What lines of the material below hold the string "navy"? Copy them out.
-- Opening Marker --
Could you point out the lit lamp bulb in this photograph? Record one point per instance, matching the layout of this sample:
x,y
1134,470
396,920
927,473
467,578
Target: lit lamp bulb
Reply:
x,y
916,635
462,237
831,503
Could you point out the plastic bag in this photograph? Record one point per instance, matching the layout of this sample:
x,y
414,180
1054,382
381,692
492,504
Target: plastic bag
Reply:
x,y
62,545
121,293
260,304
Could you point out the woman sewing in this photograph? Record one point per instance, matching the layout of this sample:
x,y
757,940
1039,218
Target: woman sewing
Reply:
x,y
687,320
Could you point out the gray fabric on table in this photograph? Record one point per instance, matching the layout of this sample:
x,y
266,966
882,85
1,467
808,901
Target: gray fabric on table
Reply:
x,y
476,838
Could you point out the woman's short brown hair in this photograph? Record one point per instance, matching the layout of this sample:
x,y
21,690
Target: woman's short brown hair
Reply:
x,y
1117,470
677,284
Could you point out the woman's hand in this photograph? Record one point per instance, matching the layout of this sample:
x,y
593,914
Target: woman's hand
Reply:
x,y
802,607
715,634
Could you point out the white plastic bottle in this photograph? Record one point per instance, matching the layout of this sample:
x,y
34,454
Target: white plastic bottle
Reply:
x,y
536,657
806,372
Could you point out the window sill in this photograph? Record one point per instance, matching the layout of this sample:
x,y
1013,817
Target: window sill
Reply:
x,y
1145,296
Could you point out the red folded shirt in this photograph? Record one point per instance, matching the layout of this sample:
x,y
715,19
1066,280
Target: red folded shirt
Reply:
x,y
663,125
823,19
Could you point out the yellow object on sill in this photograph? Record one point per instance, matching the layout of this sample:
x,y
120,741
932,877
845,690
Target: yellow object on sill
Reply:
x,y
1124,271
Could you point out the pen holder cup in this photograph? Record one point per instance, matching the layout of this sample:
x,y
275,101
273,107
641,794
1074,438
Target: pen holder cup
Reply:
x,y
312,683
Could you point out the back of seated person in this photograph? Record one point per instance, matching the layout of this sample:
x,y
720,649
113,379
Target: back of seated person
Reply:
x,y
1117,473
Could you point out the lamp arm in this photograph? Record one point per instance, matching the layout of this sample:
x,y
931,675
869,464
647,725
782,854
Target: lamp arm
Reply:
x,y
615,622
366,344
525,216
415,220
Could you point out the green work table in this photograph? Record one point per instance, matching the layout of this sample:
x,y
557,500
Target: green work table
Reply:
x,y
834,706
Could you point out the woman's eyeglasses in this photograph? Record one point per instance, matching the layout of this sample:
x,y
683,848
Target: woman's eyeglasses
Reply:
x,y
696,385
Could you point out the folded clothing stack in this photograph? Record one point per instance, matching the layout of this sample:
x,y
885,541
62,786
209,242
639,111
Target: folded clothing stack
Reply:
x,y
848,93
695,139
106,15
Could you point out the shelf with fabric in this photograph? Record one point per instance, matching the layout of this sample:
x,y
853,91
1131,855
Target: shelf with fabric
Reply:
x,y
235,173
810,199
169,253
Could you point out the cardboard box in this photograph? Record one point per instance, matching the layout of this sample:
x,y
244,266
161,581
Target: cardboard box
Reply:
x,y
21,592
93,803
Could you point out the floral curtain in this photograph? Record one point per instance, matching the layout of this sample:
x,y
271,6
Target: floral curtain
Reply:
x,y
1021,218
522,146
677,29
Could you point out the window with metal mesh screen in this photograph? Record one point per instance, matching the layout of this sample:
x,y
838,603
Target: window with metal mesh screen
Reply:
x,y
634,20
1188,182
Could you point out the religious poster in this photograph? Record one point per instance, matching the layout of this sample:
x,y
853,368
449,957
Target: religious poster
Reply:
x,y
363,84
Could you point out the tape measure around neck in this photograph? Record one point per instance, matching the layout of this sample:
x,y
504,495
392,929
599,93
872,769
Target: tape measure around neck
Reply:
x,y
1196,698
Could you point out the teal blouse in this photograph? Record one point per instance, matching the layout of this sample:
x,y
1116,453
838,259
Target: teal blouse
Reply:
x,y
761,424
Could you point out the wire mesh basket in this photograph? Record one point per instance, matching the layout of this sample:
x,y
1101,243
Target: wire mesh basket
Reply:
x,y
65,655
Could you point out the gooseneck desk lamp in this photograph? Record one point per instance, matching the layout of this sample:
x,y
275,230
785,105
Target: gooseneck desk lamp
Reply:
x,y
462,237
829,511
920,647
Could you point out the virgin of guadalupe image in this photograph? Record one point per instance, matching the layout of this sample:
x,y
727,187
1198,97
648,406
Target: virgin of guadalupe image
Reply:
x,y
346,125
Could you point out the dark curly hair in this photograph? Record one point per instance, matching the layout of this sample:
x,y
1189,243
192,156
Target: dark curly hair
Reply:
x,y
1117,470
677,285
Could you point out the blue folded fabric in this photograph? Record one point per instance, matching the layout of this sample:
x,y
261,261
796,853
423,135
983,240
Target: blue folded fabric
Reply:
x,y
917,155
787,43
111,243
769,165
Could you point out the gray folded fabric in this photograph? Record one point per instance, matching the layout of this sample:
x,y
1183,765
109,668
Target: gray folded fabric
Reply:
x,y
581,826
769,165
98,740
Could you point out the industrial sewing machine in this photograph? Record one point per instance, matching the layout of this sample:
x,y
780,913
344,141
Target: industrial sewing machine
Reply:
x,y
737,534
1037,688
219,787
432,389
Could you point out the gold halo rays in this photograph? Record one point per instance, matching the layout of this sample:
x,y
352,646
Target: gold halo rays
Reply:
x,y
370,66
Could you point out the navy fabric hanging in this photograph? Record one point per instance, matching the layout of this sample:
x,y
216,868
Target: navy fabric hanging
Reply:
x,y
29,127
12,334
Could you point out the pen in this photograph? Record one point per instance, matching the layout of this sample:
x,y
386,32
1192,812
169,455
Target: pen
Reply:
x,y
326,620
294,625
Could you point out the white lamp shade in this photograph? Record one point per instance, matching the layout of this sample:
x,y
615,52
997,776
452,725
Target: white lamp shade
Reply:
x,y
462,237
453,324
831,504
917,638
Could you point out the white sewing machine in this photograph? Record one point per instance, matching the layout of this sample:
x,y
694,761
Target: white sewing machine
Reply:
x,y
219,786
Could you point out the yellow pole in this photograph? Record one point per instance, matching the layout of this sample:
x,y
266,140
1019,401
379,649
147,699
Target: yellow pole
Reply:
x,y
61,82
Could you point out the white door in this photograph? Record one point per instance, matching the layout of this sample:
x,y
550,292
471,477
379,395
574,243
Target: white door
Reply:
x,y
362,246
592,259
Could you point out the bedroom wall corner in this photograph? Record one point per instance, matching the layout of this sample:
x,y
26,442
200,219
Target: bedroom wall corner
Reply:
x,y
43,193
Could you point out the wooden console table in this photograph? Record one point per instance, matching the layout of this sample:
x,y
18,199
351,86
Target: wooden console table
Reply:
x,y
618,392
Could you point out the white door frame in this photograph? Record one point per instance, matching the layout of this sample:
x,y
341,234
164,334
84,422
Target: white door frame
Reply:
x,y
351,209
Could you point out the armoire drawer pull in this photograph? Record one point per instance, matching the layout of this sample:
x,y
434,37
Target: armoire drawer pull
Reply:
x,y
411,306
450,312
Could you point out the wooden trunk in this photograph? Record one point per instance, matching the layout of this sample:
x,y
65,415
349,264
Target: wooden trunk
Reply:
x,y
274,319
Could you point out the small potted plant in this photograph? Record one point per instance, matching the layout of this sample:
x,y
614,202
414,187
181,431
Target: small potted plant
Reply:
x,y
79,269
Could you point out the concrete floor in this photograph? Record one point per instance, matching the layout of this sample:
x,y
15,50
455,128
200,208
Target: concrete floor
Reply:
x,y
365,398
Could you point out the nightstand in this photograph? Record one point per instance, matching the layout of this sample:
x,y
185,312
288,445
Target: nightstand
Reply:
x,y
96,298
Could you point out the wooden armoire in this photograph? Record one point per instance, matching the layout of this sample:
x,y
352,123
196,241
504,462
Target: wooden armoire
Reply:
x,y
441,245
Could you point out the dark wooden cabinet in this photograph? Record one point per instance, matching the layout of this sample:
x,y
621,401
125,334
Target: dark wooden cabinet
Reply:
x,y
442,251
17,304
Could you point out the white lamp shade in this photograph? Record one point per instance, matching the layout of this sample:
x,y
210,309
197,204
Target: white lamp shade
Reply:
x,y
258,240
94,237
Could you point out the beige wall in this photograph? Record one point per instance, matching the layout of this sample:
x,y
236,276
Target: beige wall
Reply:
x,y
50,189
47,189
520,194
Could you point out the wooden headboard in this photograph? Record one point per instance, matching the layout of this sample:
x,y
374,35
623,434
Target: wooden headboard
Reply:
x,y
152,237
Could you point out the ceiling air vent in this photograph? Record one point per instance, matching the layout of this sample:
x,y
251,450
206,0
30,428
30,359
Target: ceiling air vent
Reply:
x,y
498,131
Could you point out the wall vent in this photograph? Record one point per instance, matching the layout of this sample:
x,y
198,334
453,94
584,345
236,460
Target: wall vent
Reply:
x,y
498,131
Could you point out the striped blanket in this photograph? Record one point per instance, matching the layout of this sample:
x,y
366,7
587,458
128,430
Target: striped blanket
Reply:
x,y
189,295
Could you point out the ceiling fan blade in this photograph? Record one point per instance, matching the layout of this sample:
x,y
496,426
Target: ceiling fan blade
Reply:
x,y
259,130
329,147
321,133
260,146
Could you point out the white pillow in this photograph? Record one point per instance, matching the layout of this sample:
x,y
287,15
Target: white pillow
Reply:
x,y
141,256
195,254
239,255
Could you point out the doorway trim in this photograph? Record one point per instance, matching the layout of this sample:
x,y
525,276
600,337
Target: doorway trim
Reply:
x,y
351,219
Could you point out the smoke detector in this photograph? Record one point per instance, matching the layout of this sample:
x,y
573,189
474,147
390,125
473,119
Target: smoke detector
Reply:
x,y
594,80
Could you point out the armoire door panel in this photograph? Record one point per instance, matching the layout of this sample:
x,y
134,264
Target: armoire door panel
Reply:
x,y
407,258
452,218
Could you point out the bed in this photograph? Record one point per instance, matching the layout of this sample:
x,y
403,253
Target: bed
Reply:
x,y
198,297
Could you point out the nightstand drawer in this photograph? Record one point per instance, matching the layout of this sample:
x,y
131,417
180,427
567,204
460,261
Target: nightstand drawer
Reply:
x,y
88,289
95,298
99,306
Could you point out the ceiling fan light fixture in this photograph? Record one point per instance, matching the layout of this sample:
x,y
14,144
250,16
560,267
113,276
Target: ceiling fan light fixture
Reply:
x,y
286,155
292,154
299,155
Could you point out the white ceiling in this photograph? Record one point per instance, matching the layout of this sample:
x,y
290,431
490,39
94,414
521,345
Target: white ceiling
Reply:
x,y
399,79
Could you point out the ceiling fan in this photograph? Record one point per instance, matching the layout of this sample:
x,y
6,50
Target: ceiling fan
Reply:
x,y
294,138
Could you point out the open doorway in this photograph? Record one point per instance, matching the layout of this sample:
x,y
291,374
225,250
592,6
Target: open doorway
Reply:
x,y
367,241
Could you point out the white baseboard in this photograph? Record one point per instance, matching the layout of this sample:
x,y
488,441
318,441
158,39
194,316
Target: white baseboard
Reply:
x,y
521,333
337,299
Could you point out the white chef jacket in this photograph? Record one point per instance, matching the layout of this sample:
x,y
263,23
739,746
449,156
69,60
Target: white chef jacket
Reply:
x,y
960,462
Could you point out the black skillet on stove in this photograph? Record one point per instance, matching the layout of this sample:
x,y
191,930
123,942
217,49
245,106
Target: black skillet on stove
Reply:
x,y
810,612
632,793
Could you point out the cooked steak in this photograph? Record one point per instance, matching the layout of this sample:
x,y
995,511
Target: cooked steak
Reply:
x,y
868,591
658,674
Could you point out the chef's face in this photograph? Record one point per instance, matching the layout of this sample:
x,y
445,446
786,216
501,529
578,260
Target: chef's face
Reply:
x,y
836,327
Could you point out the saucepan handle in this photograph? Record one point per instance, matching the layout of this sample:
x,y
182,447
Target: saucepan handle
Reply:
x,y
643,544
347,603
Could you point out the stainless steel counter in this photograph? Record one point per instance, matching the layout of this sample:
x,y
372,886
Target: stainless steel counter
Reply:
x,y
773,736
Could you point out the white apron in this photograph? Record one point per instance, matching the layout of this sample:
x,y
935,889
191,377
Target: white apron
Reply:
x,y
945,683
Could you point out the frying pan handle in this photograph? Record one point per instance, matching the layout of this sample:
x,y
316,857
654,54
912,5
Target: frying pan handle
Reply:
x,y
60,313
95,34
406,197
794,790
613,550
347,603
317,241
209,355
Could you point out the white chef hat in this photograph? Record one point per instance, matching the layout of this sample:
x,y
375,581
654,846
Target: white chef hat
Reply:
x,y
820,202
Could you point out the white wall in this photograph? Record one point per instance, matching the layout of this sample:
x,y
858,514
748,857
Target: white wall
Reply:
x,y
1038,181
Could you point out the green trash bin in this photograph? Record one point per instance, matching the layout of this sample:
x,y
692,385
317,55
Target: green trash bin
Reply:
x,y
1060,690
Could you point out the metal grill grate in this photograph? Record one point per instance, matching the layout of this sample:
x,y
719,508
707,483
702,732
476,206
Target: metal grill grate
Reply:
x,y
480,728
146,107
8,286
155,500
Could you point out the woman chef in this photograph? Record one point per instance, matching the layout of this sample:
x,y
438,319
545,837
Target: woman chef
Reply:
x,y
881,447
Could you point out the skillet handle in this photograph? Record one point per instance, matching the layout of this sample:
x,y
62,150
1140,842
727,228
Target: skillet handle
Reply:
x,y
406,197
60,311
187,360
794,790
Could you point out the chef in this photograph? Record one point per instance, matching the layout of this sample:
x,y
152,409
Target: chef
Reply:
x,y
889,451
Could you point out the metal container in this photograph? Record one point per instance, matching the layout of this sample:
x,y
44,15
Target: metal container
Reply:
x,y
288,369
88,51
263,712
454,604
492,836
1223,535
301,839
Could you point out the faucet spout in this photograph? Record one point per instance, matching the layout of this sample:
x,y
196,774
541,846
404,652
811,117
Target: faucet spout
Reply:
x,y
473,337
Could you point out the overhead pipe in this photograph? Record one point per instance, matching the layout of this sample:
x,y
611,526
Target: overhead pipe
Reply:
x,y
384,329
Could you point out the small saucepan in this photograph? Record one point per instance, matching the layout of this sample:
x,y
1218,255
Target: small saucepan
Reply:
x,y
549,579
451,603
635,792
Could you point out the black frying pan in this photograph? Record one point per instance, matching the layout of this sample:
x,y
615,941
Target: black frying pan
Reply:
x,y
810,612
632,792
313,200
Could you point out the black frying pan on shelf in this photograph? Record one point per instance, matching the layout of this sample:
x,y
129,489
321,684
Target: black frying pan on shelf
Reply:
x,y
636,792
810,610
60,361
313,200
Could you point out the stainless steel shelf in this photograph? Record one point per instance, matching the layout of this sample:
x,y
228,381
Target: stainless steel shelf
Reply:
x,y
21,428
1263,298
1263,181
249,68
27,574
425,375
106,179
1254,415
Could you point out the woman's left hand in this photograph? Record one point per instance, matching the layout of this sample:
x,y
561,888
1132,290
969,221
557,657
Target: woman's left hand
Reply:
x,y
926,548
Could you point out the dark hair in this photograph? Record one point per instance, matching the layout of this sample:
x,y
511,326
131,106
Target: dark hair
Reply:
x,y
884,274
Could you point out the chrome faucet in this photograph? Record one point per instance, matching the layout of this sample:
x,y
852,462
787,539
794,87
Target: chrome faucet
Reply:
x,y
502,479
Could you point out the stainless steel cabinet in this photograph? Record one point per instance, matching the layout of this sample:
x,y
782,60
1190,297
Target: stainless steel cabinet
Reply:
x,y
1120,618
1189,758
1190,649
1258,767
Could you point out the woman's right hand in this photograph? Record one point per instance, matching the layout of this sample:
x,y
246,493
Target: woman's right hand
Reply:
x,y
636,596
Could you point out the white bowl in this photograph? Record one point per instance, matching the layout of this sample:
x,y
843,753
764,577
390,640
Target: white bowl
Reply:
-- Closing Marker --
Task answer
Could you point out the navy fabric hanging in this photograph? Record one point per instance, matching the layout of this sample:
Target: navy fabric hanging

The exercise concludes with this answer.